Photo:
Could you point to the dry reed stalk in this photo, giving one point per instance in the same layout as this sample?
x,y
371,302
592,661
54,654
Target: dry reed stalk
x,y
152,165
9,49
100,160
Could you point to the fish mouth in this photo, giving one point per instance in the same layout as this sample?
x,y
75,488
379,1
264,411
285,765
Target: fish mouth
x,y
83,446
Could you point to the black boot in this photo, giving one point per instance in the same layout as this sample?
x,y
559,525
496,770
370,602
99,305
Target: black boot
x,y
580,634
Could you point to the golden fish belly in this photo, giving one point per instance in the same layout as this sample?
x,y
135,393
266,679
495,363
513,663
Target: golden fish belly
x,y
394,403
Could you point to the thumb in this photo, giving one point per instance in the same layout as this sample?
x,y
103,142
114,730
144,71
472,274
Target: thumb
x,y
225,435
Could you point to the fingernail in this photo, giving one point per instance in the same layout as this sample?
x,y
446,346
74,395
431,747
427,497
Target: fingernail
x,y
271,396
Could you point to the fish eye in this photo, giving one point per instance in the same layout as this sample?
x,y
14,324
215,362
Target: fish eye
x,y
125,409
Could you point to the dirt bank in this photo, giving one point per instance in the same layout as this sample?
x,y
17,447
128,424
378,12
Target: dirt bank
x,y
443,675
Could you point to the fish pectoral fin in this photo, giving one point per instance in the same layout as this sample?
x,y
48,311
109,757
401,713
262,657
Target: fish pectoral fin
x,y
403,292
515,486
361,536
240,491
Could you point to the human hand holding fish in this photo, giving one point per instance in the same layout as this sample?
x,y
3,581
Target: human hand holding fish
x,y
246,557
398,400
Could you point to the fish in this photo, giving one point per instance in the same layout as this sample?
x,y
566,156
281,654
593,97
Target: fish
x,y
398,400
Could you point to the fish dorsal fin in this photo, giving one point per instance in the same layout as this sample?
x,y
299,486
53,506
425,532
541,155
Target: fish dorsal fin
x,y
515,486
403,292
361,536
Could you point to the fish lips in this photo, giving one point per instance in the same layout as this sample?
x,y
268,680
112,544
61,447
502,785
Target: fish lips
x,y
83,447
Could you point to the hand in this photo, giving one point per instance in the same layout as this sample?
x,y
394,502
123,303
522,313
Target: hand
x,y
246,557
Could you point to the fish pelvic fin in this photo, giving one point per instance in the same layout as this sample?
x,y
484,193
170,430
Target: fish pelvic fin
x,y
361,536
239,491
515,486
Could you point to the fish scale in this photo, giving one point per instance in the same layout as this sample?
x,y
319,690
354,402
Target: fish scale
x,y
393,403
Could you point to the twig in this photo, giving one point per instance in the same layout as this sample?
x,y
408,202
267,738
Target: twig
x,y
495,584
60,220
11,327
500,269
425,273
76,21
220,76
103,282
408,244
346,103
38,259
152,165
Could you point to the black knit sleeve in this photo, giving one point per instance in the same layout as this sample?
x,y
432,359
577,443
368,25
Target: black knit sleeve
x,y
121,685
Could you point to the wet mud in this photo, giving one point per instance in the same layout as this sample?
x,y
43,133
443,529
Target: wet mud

|---|

* WHAT TO WORK ON
Please give the data again in full, exactly as written.

* RESULT FOR THIS EXERCISE
Photo:
Could you point to the dry reed stalk in this photo, giving one point per instance in the same layout as this sample?
x,y
371,302
592,661
54,654
Target: dry reed stalk
x,y
152,165
9,49
100,160
Could you point to the fish mouth in this photo, giving one point per instance in the same layout as this sample?
x,y
75,488
379,1
264,411
285,765
Target: fish mouth
x,y
83,446
Could you point to the black boot in this photo, giving one point per instance in the same layout as this sample?
x,y
559,525
496,770
370,602
99,305
Target: black boot
x,y
580,634
Could you point to the golden fish belly in this photo, giving one point per instance in the same layout as this sample?
x,y
135,393
266,679
495,363
513,663
Target: golden fish belly
x,y
394,403
Could you point to the thumb in this photo, giving one point per instance in the same layout as this sample?
x,y
103,142
114,730
144,71
472,274
Target: thumb
x,y
225,435
Could you point to the fingernail in this photo, giving one point per instance in the same layout as this sample?
x,y
446,346
74,395
431,747
427,497
Target: fingernail
x,y
271,396
Could you point to the fish eye in this photo, giving one point per instance in the same layout as this sample?
x,y
14,324
215,362
Target: fish eye
x,y
125,409
Could you point to the dirt bank in this photo, giving one point per instance in the same layout as this sample?
x,y
17,447
128,424
378,12
Target: dirt bank
x,y
443,675
Could you point to the fish pectoral fin in this photo, giving one point per instance in the same layout as this sample?
x,y
48,311
109,757
401,713
262,657
Target: fish pectoral fin
x,y
403,292
515,486
361,536
240,491
Could you point to the human hand holding fish in this photo, giving one point per instance in the same layout as this sample?
x,y
3,581
Target: human hand holding fish
x,y
246,557
398,400
Could you point to the fish in this photo, giving one point per instance in the same layout as this sample?
x,y
566,156
281,654
593,97
Target: fish
x,y
398,400
Could you point to the fish dorsal fin in this photo, giving one point per instance in the same layout as this sample?
x,y
299,486
53,506
425,532
541,155
Target: fish dorsal fin
x,y
515,486
403,292
361,536
Could you point to the fish lips in this photo, giving one point per instance in the same layout as this sample?
x,y
268,680
112,544
61,447
502,785
Target: fish lips
x,y
83,447
Could you point to the hand in this photo, giving one point per instance in the same layout as this sample?
x,y
394,502
123,303
522,313
Target: hand
x,y
246,557
Could you point to the fish pelvic fin in this photo, giving one point per instance in the same layout as this sample?
x,y
484,193
170,430
Target: fish pelvic fin
x,y
361,536
239,491
515,486
Could you point to the fish scale in this photo, giving one point per instance in the same layout as this sample?
x,y
319,690
354,402
Target: fish scale
x,y
393,403
Could you point to the twig in this photo, giving one point per instance in the same layout as this sample?
x,y
408,202
267,738
Target: twig
x,y
495,584
60,220
11,327
500,269
425,273
76,21
220,76
103,282
408,244
346,103
38,259
152,165
Could you point to the black knit sleeve in this photo, giving one point per instance in the same layout as this sample?
x,y
432,359
577,443
368,25
Target: black knit sleeve
x,y
121,685
Could you point to the wet mud in this photo, giving one point per instance in the same layout as this sample?
x,y
43,133
443,529
Target: wet mud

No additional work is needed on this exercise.